- Your objective -
Write out the listing below word for word, from its first line through the line containing "top-left (45, 0), bottom-right (360, 26)", including both ends.

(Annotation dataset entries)
BEGIN
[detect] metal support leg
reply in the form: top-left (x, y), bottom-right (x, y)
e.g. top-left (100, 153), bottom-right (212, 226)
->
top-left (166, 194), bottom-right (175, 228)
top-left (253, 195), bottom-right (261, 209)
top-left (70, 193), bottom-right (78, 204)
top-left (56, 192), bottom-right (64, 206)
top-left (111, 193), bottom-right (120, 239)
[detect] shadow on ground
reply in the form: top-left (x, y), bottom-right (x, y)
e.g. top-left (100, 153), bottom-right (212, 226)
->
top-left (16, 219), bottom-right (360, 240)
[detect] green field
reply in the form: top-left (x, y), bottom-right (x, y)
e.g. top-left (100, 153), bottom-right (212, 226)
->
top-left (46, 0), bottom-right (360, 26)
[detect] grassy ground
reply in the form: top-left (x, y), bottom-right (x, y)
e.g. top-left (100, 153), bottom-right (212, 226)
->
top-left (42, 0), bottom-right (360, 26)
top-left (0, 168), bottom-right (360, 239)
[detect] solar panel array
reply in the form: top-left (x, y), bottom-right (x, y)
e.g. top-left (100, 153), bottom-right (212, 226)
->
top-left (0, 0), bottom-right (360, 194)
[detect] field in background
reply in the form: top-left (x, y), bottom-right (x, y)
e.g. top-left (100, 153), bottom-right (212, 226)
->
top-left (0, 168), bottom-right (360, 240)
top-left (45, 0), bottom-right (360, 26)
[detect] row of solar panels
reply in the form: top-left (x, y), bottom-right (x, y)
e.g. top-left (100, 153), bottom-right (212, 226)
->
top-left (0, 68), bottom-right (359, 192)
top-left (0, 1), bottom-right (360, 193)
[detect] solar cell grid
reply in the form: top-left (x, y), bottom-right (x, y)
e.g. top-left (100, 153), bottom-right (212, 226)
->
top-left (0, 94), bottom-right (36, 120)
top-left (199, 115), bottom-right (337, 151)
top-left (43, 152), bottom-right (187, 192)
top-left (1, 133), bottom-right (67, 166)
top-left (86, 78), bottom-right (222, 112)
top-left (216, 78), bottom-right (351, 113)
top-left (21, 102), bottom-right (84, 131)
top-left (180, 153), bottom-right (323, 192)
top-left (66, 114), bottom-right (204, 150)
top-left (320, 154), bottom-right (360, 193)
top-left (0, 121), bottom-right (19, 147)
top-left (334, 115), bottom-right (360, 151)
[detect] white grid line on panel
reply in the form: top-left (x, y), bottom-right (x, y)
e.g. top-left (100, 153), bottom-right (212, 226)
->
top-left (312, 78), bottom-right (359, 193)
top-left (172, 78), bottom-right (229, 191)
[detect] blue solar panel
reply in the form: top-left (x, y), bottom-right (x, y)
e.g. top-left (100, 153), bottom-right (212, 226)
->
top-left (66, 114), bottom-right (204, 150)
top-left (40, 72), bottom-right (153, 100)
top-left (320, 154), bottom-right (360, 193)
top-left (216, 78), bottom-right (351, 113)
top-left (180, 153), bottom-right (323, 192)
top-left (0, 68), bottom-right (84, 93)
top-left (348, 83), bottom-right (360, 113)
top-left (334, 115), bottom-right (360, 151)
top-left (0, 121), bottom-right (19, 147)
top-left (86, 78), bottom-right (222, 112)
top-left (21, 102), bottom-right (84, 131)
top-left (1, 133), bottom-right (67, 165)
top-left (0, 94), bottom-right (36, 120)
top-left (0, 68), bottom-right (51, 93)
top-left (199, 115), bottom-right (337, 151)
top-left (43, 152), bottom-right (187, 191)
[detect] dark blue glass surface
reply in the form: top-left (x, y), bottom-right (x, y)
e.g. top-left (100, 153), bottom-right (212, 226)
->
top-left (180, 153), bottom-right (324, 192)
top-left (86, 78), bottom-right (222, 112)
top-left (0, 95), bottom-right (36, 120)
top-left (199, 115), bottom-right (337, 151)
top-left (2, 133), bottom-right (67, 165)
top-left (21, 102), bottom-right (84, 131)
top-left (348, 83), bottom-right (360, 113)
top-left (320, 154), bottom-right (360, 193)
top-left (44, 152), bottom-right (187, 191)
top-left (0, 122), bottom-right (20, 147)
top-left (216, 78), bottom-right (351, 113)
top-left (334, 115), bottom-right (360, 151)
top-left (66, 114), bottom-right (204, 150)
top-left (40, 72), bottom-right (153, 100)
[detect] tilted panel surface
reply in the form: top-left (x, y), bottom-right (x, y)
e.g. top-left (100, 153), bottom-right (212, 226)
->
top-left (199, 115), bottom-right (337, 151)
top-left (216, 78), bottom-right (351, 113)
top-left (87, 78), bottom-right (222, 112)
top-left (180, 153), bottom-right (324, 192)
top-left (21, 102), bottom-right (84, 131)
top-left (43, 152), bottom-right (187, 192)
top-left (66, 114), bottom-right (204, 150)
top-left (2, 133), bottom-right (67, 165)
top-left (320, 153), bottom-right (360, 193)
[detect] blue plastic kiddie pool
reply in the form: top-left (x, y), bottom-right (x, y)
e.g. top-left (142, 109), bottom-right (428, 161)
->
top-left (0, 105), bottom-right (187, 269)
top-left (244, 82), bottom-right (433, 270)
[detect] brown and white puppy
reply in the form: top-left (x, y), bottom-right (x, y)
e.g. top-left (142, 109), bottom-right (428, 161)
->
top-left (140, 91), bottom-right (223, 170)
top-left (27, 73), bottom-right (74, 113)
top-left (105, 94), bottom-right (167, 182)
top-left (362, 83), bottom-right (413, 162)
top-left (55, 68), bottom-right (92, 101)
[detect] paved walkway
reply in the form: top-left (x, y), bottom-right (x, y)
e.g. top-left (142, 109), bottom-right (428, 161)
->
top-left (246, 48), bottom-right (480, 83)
END
- Answer for this exercise -
[detect] metal support leg
reply in the form: top-left (x, y), bottom-right (x, y)
e.g. top-left (100, 153), bottom-right (212, 226)
->
top-left (166, 194), bottom-right (175, 228)
top-left (253, 195), bottom-right (261, 209)
top-left (70, 193), bottom-right (78, 204)
top-left (56, 192), bottom-right (64, 206)
top-left (111, 193), bottom-right (120, 239)
[detect] shadow on ground
reply in the form: top-left (x, y), bottom-right (x, y)
e.g. top-left (100, 153), bottom-right (212, 226)
->
top-left (16, 219), bottom-right (360, 240)
[detect] green field
reply in the form: top-left (x, y), bottom-right (x, y)
e.g. top-left (100, 153), bottom-right (212, 226)
->
top-left (46, 0), bottom-right (360, 26)
[detect] grassy ground
reply in the form: top-left (x, y), bottom-right (x, y)
e.g. top-left (100, 153), bottom-right (212, 226)
->
top-left (42, 0), bottom-right (360, 26)
top-left (0, 168), bottom-right (360, 239)
[detect] solar panel array
reply in the form: top-left (x, y), bottom-right (x, y)
e.g. top-left (100, 153), bottom-right (212, 226)
->
top-left (0, 0), bottom-right (360, 194)
[detect] field in background
reply in the form: top-left (x, y), bottom-right (x, y)
e.g. top-left (100, 153), bottom-right (212, 226)
->
top-left (0, 168), bottom-right (360, 240)
top-left (45, 0), bottom-right (360, 26)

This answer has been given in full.